STATED GOAL 1 >> Rewrite the listing starting at the line containing "Category: forehead" and ending at the last line of the listing, swapping "Output" for "Result" and leaving everything else unchanged.

READING TEXT >>
------------------------------

# Parametric equations

#### Dean54321

##### New member
Solve the parametric equations whose parameters are:
x = 1/2(2^t+2^-t)
y = 1/2(2^t-2^-t)

I can't seem to isolate the index t. So far, I have simplified equation1 to be x = 2^(t-1+2)^(-t-1)

#### Prove It

##### Junior Member
Your post isn't clear. Is it this?

\begin{align*} x &= \frac{1}{2}\,\left( 2^t + 2^{-t} \right) \\
y &= \frac{1}{2}\,\left( 2^t - 2^{-t} \right) \end{align*}

#### Subhotosh Khan

##### Super Moderator
Staff member
Solve the parametric equations whose parameters are:
x = 1/2(2^t+2^-t)
y = 1/2(2^t-2^-t)

I can't seem to isolate the index t. So far, I have simplified equation1 to be x = 2^(t-1+2)^(-t-1)
calculate (x/y)

Calculate [(x/y) + 1]

Calculate [(x+y)/y]

Calculate [(x - y)/y]

Calculate [(x+ y)/ (x - y)]

Continue.....

#### Jomo

##### Elite Member
Why do you want to solve for t?? What if (for example) you had discovered that 3x = 2t^2 -11 and that y^2 = 2t^2-11? Wouldn't that tell you that 3x=y^2?? And you never solved for t! Stop thinking mechanically!

Can you calculate x+y? How about x-y?

• Subhotosh Khan

#### Prove It

##### Junior Member
Why do you want to solve for t?? What if (for example) you had discovered that 3x = 2t^2 -11 and that y^2 = 2t^2-11? Wouldn't that tell you that 3x=y^2?? And you never solved for t! Stop thinking mechanically!

Can you calculate x+y? How about x-y?
I assume the OP is trying to get a relationship between x and y (so without any t terms).

#### Jomo

##### Elite Member
I assume the OP is trying to get a relationship between x and y (so without any t terms).
That is correct. Even so, there is not need to solve for t. There is just a need to eliminate t. Did you read my example above?

#### Subhotosh Khan

##### Super Moderator
Staff member
I assume the OP is trying to get a relationship between x and y (so without any t terms).
And Jomo is showing the OP one of the ways!

#### Prove It

##### Junior Member
Yes of course I read it. I'm just pointing out that it is perfectly reasonable to solve for t (although as you pointed out, not the most concise way).

------------------------------

DATA ENTRIES >>

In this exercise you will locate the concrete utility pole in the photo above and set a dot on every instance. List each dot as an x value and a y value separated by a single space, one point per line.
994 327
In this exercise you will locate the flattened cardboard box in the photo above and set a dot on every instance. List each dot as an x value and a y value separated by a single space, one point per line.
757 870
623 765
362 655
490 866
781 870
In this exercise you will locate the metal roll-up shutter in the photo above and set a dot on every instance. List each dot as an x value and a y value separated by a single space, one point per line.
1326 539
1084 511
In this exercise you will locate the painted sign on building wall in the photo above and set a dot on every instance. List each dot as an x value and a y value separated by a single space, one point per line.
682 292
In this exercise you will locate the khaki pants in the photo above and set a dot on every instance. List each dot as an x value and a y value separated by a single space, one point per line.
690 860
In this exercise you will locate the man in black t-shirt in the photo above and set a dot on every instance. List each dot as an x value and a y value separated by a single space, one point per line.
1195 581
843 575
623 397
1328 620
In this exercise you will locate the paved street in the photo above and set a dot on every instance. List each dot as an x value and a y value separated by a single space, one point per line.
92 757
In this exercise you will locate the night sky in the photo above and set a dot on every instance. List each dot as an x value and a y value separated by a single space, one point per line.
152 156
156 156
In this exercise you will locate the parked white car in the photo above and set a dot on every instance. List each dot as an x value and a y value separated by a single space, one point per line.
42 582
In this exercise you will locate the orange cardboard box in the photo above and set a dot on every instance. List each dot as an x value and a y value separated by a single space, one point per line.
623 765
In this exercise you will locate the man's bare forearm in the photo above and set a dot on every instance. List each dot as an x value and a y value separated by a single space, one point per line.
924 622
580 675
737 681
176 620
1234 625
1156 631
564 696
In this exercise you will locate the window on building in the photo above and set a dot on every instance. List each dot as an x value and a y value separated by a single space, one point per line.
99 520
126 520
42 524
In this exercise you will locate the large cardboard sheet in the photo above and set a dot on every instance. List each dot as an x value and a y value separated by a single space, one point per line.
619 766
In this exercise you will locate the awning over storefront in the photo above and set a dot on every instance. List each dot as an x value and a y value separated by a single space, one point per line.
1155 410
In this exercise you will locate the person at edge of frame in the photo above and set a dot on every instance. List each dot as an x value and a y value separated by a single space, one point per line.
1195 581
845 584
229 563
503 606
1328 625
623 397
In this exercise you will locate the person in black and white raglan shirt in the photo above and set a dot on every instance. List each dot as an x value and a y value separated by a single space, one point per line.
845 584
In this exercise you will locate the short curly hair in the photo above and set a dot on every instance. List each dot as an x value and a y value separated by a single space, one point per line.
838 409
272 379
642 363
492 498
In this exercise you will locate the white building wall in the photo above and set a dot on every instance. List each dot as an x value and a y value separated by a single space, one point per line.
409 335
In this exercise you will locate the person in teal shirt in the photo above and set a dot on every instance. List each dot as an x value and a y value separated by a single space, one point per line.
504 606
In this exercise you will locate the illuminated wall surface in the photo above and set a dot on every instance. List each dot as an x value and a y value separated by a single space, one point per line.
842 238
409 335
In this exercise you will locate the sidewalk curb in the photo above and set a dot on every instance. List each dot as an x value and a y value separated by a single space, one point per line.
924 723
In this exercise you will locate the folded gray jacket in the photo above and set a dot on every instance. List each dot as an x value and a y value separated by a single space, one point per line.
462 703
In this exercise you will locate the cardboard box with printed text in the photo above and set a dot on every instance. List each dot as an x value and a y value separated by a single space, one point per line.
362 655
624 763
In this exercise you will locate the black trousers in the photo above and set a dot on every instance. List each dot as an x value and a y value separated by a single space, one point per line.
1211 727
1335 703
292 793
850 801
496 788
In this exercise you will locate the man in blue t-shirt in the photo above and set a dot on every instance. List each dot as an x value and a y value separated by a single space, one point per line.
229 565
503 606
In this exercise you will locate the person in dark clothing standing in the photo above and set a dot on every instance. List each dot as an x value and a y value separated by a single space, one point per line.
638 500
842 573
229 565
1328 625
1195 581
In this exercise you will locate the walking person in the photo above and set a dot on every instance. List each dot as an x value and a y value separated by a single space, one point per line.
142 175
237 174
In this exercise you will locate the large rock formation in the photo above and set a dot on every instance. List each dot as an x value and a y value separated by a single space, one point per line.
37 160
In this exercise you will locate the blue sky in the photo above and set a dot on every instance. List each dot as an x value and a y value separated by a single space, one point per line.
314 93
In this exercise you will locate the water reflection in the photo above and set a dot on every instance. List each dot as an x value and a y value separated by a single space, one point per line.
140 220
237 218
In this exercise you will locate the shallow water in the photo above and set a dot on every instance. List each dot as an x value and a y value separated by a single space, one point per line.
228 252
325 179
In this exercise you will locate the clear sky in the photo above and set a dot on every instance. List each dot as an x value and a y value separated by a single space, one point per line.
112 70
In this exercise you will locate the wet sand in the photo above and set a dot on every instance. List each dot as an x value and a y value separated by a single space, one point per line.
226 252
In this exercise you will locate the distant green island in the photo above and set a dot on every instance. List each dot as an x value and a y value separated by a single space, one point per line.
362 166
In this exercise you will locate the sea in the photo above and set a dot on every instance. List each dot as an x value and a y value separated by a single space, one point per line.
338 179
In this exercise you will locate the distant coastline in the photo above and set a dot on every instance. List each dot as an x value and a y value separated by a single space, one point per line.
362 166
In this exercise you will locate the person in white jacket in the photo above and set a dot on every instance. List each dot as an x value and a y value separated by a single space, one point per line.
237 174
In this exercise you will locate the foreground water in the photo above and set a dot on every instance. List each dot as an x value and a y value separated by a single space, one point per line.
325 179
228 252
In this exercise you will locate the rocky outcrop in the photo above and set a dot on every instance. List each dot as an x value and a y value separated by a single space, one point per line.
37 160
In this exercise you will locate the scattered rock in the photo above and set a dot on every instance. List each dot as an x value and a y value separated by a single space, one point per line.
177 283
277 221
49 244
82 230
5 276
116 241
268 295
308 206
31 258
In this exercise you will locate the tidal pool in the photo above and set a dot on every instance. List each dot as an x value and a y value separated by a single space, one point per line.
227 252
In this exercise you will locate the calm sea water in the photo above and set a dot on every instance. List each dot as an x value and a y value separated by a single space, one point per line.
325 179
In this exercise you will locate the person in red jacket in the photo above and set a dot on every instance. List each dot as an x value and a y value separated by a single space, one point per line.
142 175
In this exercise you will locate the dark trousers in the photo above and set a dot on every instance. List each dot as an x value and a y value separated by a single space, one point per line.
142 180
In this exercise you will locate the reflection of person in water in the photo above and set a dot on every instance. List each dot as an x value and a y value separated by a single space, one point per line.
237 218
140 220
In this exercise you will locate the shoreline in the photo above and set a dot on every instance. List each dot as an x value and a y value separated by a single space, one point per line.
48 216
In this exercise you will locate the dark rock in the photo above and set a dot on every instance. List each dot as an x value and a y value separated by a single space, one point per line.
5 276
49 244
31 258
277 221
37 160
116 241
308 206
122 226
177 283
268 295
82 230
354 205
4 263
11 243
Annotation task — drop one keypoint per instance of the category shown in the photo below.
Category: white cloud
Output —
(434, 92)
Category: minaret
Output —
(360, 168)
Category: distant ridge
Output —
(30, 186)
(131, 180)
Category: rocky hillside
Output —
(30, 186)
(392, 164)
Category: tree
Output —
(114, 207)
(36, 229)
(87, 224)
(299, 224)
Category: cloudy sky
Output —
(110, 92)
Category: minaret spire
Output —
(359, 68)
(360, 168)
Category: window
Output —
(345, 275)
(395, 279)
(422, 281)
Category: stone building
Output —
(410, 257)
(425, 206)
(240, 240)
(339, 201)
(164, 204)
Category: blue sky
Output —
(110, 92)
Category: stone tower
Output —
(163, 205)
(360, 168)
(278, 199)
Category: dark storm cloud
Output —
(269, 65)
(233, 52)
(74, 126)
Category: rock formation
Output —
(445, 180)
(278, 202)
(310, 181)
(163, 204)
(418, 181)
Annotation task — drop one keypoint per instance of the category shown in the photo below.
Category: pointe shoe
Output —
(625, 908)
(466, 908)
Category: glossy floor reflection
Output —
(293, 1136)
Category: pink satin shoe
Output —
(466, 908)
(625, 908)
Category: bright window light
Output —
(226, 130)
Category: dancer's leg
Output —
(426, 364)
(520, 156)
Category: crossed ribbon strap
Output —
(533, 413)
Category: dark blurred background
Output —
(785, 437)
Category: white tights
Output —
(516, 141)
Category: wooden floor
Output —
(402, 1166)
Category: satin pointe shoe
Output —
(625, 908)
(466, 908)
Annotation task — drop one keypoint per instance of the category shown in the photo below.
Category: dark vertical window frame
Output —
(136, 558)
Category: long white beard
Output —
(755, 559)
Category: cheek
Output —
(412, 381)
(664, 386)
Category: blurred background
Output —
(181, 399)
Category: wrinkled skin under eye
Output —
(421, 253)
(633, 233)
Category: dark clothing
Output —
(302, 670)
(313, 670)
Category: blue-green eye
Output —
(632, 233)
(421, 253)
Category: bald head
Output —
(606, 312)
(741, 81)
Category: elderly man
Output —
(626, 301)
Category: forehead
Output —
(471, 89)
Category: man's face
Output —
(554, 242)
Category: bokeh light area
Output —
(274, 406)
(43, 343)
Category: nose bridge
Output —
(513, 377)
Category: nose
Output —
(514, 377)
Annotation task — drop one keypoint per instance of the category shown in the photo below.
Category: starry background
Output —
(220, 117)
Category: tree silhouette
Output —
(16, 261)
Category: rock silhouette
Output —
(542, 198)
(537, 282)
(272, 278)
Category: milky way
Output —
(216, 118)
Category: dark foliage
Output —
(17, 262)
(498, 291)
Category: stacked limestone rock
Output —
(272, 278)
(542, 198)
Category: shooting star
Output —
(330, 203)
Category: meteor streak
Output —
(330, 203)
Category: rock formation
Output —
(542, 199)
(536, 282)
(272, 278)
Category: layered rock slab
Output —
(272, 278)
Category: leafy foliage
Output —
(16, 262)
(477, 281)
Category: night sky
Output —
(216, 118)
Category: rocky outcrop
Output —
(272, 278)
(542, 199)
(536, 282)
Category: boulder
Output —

------------------------------

STATED GOAL 2 >> Carry on the forum thread about parametric equations from the point where it stops.

TASK ANSWER 1 >>
Category: forehead
Result —
(471, 89)
Category: man's face
Result —
(554, 242)
Category: bokeh light area
Result —
(274, 406)
(43, 343)
Category: nose bridge
Result —
(513, 377)
Category: nose
Result —
(514, 377)
Annotation task — drop one keypoint per instance of the category shown in the photo below.
Category: starry background
Result —
(220, 117)
Category: tree silhouette
Result —
(16, 261)
Category: rock silhouette
Result —
(542, 198)
(537, 282)
(272, 278)
Category: milky way
Result —
(216, 118)
Category: dark foliage
Result —
(17, 262)
(498, 291)
Category: stacked limestone rock
Result —
(272, 278)
(542, 198)
Category: shooting star
Result —
(330, 203)
Category: meteor streak
Result —
(330, 203)
Category: rock formation
Result —
(542, 199)
(536, 282)
(272, 278)
Category: layered rock slab
Result —
(272, 278)
Category: leafy foliage
Result —
(16, 262)
(477, 281)
Category: night sky
Result —
(216, 118)
Category: rocky outcrop
Result —
(272, 278)
(542, 199)
(536, 282)
Category: boulder
Result —

TASK ANSWER 2 >>
\begin{align*}
x &= \frac{1}{2} \left( 2^t + 2^{-t} \right)\\
y &= \frac{1}{2} \left( 2^t - 2^{-t} \right) \\
\\
2\,x &= 2^t + \frac{1}{2^t} \\
2\,y &= 2^t - \frac{1}{2^t} \\
\\
2\,x &= \frac{\left( 2^t \right) ^2 + 1}{2^t} \\
2\,y &= \frac{\left( 2^t \right) ^2 - 1 }{2^t} \\
\\
2\,x \left( 2^t \right) &= \left( 2^t \right) ^2 + 1 \\
2\,y \left( 2^t \right) &= \left( 2^t \right) ^2 - 1 \\
\\
0 &= \left( 2^t \right) ^2 - 2\,x \left( 2^t \right) + 1 \\
0 &= \left( 2^t \right) ^2 - 2\,y \left( 2^t \right) - 1 \\
\\
0 &= \left( 2^t \right) ^2 - 2\,x \left( 2^t \right) + \left( -x \right) ^2 - \left( -x \right) ^2 + 1 \\
0 &= \left( 2^t \right) ^2 - 2\,y \left( 2^t \right) + \left( -y \right) ^2 - \left( -y \right) ^2 - 1 \\
\\
0 &= \left( 2^t - x \right) ^2 - x^2 + 1 \\
0 &= \left( 2^t - y \right) ^2 - y^2 - 1
\end{align*}

You should be able to solve for t now...

#### Jomo

##### Elite Member
Yes of course I read it. I'm just pointing out that it is perfectly reasonable to solve for t (although as you pointed out, not the most concise way).

\begin{align*}
x &= \frac{1}{2} \left( 2^t + 2^{-t} \right)\\
y &= \frac{1}{2} \left( 2^t - 2^{-t} \right) \\
\\
2\,x &= 2^t + \frac{1}{2^t} \\
2\,y &= 2^t - \frac{1}{2^t} \\
\\
2\,x &= \frac{\left( 2^t \right) ^2 + 1}{2^t} \\
2\,y &= \frac{\left( 2^t \right) ^2 - 1 }{2^t} \\
\\
2\,x \left( 2^t \right) &= \left( 2^t \right) ^2 + 1 \\
2\,y \left( 2^t \right) &= \left( 2^t \right) ^2 - 1 \\
\\
0 &= \left( 2^t \right) ^2 - 2\,x \left( 2^t \right) + 1 \\
0 &= \left( 2^t \right) ^2 - 2\,y \left( 2^t \right) - 1 \\
\\
0 &= \left( 2^t \right) ^2 - 2\,x \left( 2^t \right) + \left( -x \right) ^2 - \left( -x \right) ^2 + 1 \\
0 &= \left( 2^t \right) ^2 - 2\,y \left( 2^t \right) + \left( -y \right) ^2 - \left( -y \right) ^2 - 1 \\
\\
0 &= \left( 2^t - x \right) ^2 - x^2 + 1 \\
0 &= \left( 2^t - y \right) ^2 - y^2 - 1
\end{align*}

You should be able to solve for t now...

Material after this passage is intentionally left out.